WRITTEN REQUEST >>
Images are excluded; otherwise, output every record exactly.
★ ★ ★
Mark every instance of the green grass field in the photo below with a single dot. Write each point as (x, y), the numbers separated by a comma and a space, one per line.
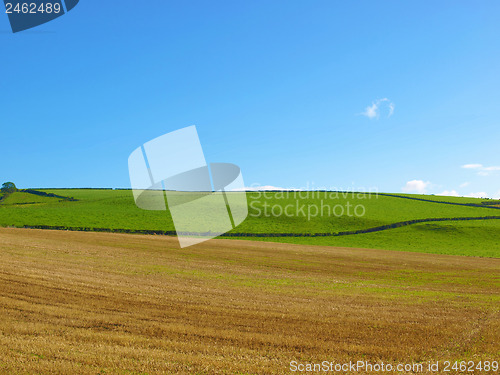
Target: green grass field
(284, 212)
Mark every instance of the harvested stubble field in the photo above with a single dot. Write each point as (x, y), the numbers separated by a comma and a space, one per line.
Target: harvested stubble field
(87, 303)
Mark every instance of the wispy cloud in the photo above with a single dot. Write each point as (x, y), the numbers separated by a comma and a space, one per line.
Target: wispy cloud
(264, 188)
(481, 194)
(481, 169)
(373, 110)
(416, 186)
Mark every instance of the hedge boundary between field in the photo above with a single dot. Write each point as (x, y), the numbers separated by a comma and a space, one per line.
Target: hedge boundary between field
(484, 204)
(263, 235)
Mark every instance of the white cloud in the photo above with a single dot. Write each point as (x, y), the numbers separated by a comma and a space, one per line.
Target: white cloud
(452, 193)
(481, 194)
(481, 169)
(373, 111)
(415, 186)
(263, 188)
(472, 166)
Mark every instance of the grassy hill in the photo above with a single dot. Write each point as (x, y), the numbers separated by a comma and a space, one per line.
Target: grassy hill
(115, 210)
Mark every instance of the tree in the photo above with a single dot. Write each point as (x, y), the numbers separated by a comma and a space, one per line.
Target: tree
(8, 187)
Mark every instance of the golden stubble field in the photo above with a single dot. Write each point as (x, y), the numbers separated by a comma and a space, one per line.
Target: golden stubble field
(89, 303)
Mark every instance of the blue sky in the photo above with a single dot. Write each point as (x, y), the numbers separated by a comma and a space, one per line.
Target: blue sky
(276, 87)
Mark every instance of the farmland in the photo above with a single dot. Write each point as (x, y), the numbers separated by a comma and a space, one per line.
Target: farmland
(87, 303)
(114, 210)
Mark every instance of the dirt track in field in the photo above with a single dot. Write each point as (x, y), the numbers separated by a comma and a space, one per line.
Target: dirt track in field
(77, 302)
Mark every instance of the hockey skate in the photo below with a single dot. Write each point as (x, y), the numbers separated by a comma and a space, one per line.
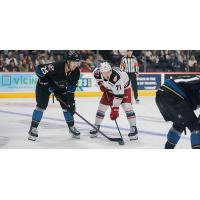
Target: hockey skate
(133, 135)
(94, 132)
(33, 134)
(137, 101)
(74, 132)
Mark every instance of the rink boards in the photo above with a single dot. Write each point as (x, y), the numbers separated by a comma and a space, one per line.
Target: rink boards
(22, 85)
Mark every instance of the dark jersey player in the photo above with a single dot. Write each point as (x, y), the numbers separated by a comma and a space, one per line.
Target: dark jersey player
(177, 100)
(59, 78)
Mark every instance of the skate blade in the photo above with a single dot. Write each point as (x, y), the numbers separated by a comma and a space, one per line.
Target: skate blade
(135, 137)
(76, 136)
(32, 138)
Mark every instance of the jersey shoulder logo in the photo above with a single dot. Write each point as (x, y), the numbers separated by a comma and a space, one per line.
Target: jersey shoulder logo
(50, 67)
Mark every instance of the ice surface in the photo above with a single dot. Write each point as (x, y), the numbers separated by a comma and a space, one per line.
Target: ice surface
(15, 119)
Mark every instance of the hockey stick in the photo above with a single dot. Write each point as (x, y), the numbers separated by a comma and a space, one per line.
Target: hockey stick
(122, 140)
(119, 140)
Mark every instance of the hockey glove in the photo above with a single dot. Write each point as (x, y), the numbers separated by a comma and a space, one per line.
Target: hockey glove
(102, 88)
(114, 113)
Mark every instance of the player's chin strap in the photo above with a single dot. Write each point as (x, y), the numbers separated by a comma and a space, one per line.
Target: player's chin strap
(115, 121)
(119, 140)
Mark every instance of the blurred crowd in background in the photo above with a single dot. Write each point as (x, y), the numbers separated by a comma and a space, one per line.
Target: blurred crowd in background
(148, 60)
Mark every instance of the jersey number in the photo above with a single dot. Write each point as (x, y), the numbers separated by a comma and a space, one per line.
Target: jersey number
(118, 87)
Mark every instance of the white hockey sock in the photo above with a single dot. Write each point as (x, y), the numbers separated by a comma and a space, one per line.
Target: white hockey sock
(100, 113)
(130, 114)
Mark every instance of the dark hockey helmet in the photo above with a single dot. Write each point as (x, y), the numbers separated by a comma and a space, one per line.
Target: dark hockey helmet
(73, 55)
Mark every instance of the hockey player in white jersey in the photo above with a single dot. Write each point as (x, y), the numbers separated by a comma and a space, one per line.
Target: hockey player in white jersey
★ ★ ★
EXERCISE RESPONSE >>
Mark every instance of the green grass field in the photo below with a single dot. Write each point as (x, y), the numbers separated by a comma and a space, one per line.
Target: green grass field
(284, 212)
Mark every instance of the harvested stubble field in the photo above with a single dot. Write each point as (x, y), the numbers separated by a comma and a space, one per line.
Target: harvested stubble field
(87, 303)
Mark every instance of the wispy cloud in the photo above with a single dot. Write each point as (x, y), the numbers separated by a comma and a space, one per line.
Target: wispy cloud
(264, 188)
(481, 194)
(481, 169)
(373, 110)
(416, 186)
Mark every instance of the hedge boundary between field in the photo above with a single dot. Write each point as (x, y), the numbers separated by a comma and a space, one per line.
Target: hedge boundary between field
(484, 204)
(263, 235)
Mark every instance of the white cloud in the photo above with a single dot. Write each point as (x, y), the numbers separated by a comma and a space, one per line.
Target: white cloud
(452, 193)
(481, 194)
(481, 169)
(373, 111)
(415, 186)
(263, 188)
(472, 166)
Mark every instance of the grassy hill in the photo above with a single dot. Write each point as (x, y), the numbers separated by a comma and a space, one per line.
Target: grassy hill
(115, 210)
Mark every instance of the tree in the photo above with a single dot. Write each point as (x, y), the numbers separated by a comma and a space, one per line.
Target: tree
(8, 187)
Mark every instance of the golden stubble field in the photo above with a single dot. Write each point as (x, y), the numbers separated by a comma and a space, one per line.
Target: golden stubble field
(89, 303)
Mark every instance of the blue sky in the photo above with a single dot. Write each point as (x, y), the numbers separated by a comma and a space, one per line.
Target: blue sky
(276, 87)
Mark every instance of the farmland in the photo above with a single dot. Write each point as (x, y), the numbers separated by a comma and a space, one per line.
Target: farmland
(87, 303)
(114, 210)
Mark every instance of the dirt track in field in the photo above with a single dot. Write each point as (x, y), the numbers separated by a comma and a space, one per line.
Target: dirt track in field
(77, 302)
Mark every instance of the hockey skate in the photo below with a single dot. Write each point as (x, y), the numbers separated by a comma and a space, one per line.
Target: hockey skate
(133, 135)
(94, 132)
(33, 134)
(137, 101)
(74, 132)
Mark every instance of the rink boards in the photo above with a single dot. Write each point as (x, y), the numbers separated by a comma and a space, one per line.
Target: rink boards
(22, 85)
Mark every instance of the dark jersey player in the photo above with a single dot. Write each point as (x, y), the numbers separated by a comma and a space, one per line.
Target: dark jersey player
(177, 100)
(59, 78)
Mark every instance of the skate blade in the photo above with a single dot. Write each point as (x, y), the numbers separated by a comma and a space, one per line.
Target: skate blade
(135, 137)
(76, 136)
(32, 138)
Mark every instance of the jersey shoulder logo in the photo above with a single dot. Write each point as (x, y), the numbers separated by a comma and a space, one per line.
Target: jersey shoulder logo
(50, 67)
Mark every instance of the ice surface in the photo above with a single dot. Write each point as (x, y), the numbers separated by a comma and a space, one per line.
Target: ice surface
(15, 119)
Mark every instance of the hockey stick in the photo above with a single dot. Write each point as (x, y), the numbers separated by a comma and a space, one per line.
Target: hockey stick
(122, 140)
(119, 140)
Mark every instance of the hockey glove in the photo above with a single dot. Write each point as (x, y), the numbers separated by a comma and a space, one per line.
Target: hockey glove
(102, 88)
(114, 113)
Mark every instance of the player's chin strap in the photo above with a single dot. Write each point as (x, y), the numbers separated by a comma and a space, one per line.
Target: player's chin strap
(115, 121)
(119, 140)
Mark every instance of the blurred crowd in background in the photo above with a single dot. Write each point as (x, y), the numbers separated by a comma and a space, one per line.
Target: blurred crowd in background
(148, 60)
Mark every instance of the jersey number in the photo above with a single dot. Write each point as (x, y), the numbers separated by a comma and a space, one per line.
Target: jersey number
(118, 87)
Mark every instance of the white hockey sock in the photo above with a single dot. Write each point as (x, y), the numbers separated by a comma and a space, one per line.
Target: white hockey sock
(100, 113)
(130, 114)
Mark every instance of the dark hockey helmet in the photo above with a single dot. Write each point as (x, y), the numbers separated by a comma and a space, one per line.
Target: dark hockey helmet
(73, 55)
Mark every instance of the hockey player in white jersey in the photo above with a single dot. Write each point as (x, y), the numbers separated by a comma and a space, one per line.
Target: hockey player in white jersey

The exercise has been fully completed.